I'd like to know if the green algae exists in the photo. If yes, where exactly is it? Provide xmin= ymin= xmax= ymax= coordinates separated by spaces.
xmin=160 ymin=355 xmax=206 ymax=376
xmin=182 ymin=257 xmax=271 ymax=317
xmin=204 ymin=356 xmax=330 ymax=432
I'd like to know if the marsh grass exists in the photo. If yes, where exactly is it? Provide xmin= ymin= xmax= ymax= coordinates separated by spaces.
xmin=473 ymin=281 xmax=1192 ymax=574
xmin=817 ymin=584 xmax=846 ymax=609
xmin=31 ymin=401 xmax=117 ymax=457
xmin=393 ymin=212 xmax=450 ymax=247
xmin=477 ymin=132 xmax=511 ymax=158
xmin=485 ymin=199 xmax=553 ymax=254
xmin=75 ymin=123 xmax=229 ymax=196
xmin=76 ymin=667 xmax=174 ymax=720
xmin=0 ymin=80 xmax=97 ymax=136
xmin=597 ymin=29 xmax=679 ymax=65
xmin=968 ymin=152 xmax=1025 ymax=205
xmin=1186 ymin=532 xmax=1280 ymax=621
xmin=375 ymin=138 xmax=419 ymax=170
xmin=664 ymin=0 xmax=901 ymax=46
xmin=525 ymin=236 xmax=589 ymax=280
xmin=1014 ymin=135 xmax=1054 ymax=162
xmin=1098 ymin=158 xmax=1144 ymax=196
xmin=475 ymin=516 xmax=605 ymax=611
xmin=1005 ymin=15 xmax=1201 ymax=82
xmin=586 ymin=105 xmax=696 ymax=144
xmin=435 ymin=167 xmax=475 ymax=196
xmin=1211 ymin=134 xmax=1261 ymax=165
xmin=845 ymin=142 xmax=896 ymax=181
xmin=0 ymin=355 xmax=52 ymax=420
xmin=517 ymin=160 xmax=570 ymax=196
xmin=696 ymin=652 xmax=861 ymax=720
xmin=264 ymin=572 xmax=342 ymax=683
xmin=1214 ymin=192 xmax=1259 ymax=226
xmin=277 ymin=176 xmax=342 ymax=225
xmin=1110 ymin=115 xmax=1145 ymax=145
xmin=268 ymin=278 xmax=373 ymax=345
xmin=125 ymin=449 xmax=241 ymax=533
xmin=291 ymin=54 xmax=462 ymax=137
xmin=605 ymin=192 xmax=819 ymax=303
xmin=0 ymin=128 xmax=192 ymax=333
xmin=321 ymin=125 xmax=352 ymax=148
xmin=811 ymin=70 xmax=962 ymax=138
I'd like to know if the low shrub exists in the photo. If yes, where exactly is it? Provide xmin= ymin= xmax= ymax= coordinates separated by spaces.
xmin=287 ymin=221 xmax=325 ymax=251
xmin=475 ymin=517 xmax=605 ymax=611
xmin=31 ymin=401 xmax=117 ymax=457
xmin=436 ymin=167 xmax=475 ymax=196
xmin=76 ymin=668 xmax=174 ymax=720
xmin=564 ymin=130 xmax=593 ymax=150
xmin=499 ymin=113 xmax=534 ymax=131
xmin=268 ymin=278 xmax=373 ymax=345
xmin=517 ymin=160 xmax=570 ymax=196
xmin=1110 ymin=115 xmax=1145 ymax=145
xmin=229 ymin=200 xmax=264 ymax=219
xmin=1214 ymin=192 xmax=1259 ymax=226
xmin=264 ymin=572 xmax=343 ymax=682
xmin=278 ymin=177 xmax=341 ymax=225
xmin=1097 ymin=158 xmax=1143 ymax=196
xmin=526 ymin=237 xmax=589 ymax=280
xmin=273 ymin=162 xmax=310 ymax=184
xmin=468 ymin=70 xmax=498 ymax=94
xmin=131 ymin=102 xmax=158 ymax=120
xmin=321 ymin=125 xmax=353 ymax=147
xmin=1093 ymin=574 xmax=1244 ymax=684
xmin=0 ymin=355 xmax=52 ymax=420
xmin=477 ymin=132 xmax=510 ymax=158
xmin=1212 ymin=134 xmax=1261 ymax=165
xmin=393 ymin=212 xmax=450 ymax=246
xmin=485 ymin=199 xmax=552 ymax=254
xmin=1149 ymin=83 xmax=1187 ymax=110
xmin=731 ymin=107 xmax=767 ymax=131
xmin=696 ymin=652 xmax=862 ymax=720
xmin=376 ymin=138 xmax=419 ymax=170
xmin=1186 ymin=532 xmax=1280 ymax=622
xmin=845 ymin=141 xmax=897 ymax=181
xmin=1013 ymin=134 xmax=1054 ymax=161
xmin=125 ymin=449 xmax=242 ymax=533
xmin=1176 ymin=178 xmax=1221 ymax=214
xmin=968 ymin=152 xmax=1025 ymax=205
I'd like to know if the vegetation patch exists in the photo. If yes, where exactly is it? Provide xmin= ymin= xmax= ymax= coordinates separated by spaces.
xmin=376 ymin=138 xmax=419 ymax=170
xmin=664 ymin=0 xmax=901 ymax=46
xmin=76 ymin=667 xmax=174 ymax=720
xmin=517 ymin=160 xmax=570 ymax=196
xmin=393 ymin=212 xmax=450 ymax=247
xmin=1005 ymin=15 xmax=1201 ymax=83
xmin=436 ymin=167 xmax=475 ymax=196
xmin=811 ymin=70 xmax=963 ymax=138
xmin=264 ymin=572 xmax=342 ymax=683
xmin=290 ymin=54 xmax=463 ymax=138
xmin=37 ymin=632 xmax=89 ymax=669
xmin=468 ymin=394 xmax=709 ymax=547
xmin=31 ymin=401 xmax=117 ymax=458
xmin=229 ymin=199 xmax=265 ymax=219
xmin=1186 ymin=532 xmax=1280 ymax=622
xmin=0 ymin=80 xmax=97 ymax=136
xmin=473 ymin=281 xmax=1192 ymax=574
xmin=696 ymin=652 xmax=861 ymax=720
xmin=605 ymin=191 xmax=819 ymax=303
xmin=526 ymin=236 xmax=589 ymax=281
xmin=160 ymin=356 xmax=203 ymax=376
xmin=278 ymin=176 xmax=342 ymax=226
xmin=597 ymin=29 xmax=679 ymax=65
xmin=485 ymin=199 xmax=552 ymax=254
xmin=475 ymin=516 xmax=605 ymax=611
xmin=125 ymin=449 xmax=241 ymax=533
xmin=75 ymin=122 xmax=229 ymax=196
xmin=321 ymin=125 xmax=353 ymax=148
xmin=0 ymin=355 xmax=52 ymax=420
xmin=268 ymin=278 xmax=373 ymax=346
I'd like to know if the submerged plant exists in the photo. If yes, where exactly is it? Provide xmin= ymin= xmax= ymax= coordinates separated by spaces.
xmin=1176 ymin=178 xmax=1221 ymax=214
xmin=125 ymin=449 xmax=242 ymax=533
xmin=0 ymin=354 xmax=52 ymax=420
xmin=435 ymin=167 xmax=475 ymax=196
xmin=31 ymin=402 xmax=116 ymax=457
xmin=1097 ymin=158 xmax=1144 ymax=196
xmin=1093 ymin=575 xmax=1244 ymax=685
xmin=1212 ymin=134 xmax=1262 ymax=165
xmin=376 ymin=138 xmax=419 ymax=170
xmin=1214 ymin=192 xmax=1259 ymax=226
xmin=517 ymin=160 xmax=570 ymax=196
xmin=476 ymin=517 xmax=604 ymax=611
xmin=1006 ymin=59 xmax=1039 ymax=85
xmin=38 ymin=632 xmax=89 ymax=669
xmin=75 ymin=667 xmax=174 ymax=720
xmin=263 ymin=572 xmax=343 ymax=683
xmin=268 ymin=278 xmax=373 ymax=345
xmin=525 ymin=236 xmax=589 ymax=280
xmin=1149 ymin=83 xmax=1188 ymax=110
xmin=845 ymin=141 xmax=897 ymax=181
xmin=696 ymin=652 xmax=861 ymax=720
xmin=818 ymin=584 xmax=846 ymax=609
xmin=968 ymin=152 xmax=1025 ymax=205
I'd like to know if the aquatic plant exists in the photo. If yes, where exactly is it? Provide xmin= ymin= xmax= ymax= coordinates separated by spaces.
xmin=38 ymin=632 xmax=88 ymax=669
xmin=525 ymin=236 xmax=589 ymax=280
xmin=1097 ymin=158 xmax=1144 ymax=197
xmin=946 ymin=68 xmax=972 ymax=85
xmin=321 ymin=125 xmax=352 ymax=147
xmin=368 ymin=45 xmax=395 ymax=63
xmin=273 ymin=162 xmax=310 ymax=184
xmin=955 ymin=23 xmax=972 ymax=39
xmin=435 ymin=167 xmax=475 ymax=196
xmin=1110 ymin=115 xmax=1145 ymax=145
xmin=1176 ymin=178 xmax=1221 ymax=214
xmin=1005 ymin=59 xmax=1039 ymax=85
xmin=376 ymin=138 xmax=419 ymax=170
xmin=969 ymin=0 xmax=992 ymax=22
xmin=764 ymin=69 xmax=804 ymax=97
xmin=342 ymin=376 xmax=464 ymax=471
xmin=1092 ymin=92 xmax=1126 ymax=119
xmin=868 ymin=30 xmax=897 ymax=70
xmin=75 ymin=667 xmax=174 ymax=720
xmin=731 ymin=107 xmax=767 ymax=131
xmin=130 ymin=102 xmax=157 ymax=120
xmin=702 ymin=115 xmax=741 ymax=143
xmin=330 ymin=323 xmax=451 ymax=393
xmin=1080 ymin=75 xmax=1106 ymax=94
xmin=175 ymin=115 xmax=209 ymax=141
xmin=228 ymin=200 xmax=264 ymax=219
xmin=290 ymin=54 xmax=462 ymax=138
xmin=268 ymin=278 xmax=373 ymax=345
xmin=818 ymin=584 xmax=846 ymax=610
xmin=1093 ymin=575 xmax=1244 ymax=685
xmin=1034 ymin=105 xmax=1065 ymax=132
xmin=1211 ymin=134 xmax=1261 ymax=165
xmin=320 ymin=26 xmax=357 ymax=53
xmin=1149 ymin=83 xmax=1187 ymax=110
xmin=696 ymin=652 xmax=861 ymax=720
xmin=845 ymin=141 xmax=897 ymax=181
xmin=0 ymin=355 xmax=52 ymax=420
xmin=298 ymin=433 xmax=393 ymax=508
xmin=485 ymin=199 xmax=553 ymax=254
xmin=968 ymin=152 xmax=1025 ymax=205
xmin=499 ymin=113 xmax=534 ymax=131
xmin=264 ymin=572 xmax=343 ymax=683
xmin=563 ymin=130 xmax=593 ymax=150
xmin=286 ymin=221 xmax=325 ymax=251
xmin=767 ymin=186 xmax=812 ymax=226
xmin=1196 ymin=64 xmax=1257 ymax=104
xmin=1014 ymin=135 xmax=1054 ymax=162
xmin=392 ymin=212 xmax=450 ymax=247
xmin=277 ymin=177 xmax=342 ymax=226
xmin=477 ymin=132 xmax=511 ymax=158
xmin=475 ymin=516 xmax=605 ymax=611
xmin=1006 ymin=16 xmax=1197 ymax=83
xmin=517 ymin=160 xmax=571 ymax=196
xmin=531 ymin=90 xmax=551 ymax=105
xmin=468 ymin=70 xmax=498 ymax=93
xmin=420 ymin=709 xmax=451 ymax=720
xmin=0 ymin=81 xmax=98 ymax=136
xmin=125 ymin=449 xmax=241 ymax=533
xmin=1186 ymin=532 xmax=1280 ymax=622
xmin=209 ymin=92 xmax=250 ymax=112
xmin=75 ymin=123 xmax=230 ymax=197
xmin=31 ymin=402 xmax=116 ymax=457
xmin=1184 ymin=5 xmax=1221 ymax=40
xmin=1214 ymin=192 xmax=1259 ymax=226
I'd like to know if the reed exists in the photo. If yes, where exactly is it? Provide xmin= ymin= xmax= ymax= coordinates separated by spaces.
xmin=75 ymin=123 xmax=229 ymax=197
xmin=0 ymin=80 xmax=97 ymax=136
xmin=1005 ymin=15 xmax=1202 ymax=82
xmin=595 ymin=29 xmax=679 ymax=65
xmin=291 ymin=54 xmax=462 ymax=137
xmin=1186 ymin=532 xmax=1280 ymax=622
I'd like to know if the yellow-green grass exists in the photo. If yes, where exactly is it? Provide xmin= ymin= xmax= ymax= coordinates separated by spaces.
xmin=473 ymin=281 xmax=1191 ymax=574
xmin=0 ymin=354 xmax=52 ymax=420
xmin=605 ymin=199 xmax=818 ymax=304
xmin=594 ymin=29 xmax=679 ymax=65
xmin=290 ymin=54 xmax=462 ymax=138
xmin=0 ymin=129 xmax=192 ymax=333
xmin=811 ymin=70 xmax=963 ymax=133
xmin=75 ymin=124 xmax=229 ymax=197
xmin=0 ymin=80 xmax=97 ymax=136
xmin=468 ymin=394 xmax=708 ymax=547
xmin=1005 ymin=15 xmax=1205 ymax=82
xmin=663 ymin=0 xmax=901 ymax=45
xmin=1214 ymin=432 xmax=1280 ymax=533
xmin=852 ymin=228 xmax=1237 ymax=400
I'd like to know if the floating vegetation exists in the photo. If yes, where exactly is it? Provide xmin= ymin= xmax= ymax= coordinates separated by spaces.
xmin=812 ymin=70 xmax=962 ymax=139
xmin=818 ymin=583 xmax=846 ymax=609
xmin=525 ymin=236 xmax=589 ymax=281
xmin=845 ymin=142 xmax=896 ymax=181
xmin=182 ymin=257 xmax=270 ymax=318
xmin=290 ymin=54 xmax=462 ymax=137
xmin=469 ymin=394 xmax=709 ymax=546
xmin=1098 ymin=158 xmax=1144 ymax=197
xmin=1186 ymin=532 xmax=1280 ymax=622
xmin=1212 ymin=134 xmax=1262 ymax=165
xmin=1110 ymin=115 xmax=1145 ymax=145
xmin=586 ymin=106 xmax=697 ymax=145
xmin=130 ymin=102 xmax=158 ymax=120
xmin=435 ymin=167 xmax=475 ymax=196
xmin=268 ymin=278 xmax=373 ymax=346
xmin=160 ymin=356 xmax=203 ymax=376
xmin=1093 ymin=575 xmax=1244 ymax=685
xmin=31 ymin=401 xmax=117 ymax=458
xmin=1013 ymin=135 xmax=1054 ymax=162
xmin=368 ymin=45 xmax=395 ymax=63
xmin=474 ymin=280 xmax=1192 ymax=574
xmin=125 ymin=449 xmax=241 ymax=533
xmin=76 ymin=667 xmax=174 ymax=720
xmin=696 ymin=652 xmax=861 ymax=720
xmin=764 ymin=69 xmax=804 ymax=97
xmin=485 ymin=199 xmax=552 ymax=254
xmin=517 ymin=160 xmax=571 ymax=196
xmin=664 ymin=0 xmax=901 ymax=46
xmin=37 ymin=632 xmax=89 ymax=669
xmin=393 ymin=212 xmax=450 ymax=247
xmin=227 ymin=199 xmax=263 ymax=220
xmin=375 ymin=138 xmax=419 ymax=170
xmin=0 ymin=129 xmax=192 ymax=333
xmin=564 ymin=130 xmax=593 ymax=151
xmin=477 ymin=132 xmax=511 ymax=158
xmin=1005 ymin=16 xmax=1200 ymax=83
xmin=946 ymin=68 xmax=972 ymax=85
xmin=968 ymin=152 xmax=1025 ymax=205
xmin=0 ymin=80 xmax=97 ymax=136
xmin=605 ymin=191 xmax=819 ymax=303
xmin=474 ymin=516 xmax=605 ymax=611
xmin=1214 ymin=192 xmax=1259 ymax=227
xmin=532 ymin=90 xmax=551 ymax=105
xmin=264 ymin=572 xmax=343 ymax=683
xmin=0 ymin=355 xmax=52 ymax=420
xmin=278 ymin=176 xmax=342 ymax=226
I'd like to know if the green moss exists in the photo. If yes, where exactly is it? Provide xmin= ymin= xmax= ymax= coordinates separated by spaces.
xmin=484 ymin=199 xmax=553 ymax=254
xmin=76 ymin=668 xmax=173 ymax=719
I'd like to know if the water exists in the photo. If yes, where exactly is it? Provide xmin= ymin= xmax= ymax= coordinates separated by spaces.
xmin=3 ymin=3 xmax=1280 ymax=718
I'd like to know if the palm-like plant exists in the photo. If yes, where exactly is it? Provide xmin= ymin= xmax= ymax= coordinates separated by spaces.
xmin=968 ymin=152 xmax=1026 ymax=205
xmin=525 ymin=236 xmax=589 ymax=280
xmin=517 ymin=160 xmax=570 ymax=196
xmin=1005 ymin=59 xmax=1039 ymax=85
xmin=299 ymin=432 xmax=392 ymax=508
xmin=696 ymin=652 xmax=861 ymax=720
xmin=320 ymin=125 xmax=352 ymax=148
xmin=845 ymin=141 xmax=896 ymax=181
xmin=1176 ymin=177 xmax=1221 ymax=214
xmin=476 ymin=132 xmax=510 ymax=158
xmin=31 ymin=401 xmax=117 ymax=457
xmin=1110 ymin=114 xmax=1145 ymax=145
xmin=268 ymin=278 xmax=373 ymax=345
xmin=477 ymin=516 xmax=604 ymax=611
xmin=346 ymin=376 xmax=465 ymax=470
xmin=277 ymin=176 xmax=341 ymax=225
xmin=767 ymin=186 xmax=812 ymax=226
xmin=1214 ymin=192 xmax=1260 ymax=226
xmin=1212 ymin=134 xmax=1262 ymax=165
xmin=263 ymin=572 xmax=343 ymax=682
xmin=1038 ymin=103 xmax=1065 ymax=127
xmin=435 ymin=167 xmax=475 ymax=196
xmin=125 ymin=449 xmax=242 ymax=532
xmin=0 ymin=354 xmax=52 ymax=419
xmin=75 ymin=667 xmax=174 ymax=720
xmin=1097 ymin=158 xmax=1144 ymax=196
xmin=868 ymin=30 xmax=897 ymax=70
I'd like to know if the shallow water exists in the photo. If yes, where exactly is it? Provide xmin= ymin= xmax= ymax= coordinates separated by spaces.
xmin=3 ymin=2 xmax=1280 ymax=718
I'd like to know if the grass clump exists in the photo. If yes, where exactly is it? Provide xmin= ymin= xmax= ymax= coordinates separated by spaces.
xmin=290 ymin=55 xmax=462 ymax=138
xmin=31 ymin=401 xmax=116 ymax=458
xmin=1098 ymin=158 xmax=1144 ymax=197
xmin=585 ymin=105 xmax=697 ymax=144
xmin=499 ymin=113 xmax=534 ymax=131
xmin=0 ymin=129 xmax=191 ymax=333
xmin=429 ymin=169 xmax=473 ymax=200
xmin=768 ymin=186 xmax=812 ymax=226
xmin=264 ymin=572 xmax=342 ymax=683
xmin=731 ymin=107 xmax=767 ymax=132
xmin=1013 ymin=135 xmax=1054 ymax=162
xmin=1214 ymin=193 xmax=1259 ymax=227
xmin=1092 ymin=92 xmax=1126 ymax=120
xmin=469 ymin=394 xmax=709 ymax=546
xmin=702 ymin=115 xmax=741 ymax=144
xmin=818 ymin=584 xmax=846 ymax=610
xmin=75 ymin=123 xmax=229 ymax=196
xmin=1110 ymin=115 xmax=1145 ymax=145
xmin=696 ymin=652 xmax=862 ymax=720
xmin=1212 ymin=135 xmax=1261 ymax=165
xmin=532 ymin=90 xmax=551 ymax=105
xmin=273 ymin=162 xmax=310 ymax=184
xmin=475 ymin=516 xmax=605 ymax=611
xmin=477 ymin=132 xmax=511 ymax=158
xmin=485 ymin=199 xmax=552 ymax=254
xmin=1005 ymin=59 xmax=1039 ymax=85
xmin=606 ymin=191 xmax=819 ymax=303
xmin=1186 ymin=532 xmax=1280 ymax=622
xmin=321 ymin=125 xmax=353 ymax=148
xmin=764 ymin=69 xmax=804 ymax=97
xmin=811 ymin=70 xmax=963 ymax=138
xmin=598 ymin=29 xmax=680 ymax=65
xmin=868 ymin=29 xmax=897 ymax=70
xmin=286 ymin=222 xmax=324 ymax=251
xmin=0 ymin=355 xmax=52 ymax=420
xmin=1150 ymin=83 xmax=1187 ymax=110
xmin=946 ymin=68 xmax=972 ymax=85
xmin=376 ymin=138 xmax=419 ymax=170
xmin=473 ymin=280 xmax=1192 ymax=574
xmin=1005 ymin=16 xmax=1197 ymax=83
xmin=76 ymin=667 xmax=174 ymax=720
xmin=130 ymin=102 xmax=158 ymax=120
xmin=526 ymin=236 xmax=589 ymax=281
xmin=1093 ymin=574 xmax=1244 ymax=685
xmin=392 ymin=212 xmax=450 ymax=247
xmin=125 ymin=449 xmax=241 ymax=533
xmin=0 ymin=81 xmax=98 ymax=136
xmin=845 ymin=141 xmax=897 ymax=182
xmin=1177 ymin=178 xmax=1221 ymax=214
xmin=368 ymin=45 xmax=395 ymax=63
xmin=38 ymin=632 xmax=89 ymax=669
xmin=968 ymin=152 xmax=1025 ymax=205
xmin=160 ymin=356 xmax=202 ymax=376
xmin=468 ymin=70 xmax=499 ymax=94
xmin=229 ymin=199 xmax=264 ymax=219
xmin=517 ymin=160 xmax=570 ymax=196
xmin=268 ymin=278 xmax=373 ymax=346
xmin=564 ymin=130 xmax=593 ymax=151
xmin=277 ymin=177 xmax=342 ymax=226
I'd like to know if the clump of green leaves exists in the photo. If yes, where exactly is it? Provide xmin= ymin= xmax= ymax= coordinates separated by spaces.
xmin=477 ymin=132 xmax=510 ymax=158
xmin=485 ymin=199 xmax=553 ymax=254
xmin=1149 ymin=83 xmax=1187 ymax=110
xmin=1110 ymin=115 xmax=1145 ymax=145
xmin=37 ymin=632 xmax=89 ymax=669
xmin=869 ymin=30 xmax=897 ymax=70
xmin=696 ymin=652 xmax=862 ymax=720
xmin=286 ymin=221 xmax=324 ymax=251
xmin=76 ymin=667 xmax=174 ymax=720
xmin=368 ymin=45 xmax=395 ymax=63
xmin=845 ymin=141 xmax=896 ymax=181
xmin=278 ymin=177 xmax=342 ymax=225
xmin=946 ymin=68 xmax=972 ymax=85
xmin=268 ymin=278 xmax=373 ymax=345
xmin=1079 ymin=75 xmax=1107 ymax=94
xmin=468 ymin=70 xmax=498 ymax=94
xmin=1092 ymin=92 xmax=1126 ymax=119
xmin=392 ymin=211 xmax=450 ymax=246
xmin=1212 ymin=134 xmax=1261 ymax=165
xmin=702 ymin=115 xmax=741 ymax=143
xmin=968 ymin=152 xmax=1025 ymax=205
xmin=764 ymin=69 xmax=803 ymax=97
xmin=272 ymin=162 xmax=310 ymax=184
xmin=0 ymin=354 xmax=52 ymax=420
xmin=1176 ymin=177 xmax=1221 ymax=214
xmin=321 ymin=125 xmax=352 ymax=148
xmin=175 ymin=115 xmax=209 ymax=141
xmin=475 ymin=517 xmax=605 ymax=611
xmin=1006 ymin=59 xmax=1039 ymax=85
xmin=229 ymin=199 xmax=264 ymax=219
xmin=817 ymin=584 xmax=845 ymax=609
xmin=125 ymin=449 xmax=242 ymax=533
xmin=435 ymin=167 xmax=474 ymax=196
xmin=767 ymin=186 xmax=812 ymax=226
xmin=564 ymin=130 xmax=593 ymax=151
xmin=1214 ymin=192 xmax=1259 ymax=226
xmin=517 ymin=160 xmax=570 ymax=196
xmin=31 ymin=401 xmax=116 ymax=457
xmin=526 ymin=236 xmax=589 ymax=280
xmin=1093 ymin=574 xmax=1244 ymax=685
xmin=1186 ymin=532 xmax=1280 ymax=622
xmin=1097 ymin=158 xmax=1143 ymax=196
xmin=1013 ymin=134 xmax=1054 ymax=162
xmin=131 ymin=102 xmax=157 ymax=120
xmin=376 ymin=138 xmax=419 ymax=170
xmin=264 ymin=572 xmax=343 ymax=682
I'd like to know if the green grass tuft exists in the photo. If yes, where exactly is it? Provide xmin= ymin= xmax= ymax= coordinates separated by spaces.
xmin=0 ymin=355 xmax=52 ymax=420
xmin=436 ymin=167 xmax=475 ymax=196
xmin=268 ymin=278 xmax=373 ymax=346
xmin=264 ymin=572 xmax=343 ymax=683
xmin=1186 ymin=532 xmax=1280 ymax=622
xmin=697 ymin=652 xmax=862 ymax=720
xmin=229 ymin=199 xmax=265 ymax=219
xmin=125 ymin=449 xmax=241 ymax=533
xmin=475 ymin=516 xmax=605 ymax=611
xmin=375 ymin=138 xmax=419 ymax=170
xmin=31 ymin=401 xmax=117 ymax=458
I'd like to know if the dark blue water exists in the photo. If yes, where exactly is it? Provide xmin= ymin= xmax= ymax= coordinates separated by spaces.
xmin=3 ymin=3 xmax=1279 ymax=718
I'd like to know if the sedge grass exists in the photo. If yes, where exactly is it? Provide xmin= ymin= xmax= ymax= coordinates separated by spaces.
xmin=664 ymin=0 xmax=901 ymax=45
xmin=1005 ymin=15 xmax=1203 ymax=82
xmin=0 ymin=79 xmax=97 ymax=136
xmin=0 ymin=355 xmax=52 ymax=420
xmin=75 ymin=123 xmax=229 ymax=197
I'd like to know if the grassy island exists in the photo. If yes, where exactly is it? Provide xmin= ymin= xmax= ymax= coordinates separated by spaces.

What to produce:
No line before the one containing "I'd like to know if the sedge" belongs in the answer; give again exactly that line and all lines after it through the end of the data.

Response to this exercise:
I'd like to know if the sedge grass exists in the photo. If yes, where exactly is it? Provide xmin= ymin= xmax= ymax= coordinates separated by spaces.
xmin=664 ymin=0 xmax=901 ymax=45
xmin=1005 ymin=15 xmax=1203 ymax=82
xmin=0 ymin=79 xmax=97 ymax=136
xmin=0 ymin=355 xmax=52 ymax=420
xmin=75 ymin=123 xmax=229 ymax=197
I'd like to know if the grassy island exists in the photo. If yes, where exactly is it? Provide xmin= ymin= xmax= ymax= coordinates separated by spaces.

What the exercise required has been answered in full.